**What needs to be done**. Repeat the material exactly, leaving nothing out.

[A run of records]
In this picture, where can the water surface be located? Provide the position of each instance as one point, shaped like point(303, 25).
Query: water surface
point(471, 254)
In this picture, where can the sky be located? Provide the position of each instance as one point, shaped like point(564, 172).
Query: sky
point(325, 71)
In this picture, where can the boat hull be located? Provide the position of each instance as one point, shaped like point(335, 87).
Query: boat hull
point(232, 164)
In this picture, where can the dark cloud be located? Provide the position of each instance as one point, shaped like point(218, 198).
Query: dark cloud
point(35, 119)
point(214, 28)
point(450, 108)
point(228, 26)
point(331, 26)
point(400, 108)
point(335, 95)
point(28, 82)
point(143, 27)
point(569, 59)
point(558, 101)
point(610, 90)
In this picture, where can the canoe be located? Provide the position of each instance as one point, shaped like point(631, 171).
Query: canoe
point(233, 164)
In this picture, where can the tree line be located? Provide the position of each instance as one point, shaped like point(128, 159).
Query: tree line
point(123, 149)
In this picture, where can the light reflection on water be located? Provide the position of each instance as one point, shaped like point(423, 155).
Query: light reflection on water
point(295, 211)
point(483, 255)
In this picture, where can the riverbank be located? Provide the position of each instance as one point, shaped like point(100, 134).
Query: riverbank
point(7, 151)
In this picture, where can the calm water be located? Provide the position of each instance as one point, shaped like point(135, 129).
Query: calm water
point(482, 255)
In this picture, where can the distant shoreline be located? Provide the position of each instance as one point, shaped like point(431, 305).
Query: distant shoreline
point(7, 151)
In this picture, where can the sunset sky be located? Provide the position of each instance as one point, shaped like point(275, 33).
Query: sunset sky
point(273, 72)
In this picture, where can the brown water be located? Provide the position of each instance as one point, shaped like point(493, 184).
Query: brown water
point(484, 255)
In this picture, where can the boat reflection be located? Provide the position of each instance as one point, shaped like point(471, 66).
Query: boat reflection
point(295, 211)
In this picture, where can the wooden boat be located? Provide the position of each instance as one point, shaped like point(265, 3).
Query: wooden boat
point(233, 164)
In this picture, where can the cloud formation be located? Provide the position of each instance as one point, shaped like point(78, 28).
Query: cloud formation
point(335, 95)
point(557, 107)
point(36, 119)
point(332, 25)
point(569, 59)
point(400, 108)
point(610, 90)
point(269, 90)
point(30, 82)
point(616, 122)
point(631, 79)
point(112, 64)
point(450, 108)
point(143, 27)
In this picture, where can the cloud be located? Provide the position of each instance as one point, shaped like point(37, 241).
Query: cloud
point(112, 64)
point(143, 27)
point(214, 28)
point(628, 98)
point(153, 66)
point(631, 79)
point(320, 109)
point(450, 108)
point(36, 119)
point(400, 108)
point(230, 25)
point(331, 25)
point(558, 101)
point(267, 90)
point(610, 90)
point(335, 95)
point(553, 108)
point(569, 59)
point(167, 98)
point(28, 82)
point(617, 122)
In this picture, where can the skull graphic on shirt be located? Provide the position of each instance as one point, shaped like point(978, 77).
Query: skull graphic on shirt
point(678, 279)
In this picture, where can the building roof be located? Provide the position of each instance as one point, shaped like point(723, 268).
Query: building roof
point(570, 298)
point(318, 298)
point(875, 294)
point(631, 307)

**Complete answer**.
In this picture, where can the water surface be located? Provide the position of each instance as one point, shaped like point(303, 25).
Query: water surface
point(471, 254)
In this picture, where can the sky be located? Provide the position of each instance as one point, shaped like point(564, 172).
Query: sky
point(325, 71)
In this picture, where can the boat hull be located? Provide the position of each instance as one point, shaped like point(335, 87).
Query: boat hull
point(232, 164)
In this picture, where can the dark cloud be located? Provide the position of each instance as one point, shaped like point(218, 198).
Query: dark cloud
point(35, 119)
point(214, 28)
point(450, 108)
point(228, 26)
point(331, 26)
point(400, 108)
point(335, 95)
point(28, 82)
point(143, 27)
point(569, 59)
point(558, 101)
point(610, 90)
In this picture, where can the canoe be located? Provide the position of each instance as one point, shaped like point(631, 171).
Query: canoe
point(233, 164)
In this picture, where can the tree line be located? Provide the position of each instance as one point, shaped like point(128, 159).
Query: tree line
point(123, 149)
In this picture, where can the light reflection on water be located? Provide the position of each instance as one point, shaped like point(423, 155).
Query: light reflection on water
point(295, 211)
point(483, 255)
In this picture, where can the riverbank be located? Provide the position of each instance as one point, shaped like point(100, 134).
Query: riverbank
point(7, 151)
In this picture, where can the calm water be located? Provide the position of each instance as one point, shaped like point(135, 129).
Query: calm water
point(482, 255)
In this picture, where can the distant shoreline be located? Provide the position of each instance as one point, shaped like point(431, 305).
Query: distant shoreline
point(7, 151)
In this picture, where can the sunset sky be located? Provide the position of each instance as one point, shaped like point(275, 33).
Query: sunset sky
point(273, 72)
In this picture, where can the brown water be located? Provide the position of each instance as one point, shaped like point(493, 184).
Query: brown water
point(484, 255)
In this picture, where can the boat reflection be located? Provide the position of each instance as one point, shaped like point(471, 66).
Query: boat reflection
point(295, 211)
In this picture, where can the wooden boat be located? Provide the position of each instance as one point, shaped like point(265, 3).
Query: wooden boat
point(233, 164)
In this picture, where can the cloud formation be located? Provide the position of each instance as one point, shaped like point(78, 28).
Query: cloud formation
point(335, 95)
point(557, 107)
point(36, 119)
point(332, 25)
point(569, 59)
point(400, 108)
point(610, 90)
point(269, 90)
point(30, 82)
point(616, 122)
point(631, 79)
point(112, 64)
point(450, 108)
point(143, 27)
In this picture, where can the cloud be located? Provide the position of each instance as one point, shaped like point(37, 241).
Query: cloud
point(112, 64)
point(143, 27)
point(214, 28)
point(628, 98)
point(153, 66)
point(631, 79)
point(320, 109)
point(450, 108)
point(36, 119)
point(400, 108)
point(230, 25)
point(331, 25)
point(558, 101)
point(267, 90)
point(610, 90)
point(335, 95)
point(553, 108)
point(569, 59)
point(167, 98)
point(28, 82)
point(617, 122)
In this picture, where can the skull graphic on shirt be located? Provide the position of each instance as one point, shaped like point(978, 77).
Query: skull graphic on shirt
point(678, 279)
In this picture, where can the building roof be located? Provide the position of each instance as one point, shaped like point(723, 268).
Query: building roof
point(570, 298)
point(318, 298)
point(875, 294)
point(631, 307)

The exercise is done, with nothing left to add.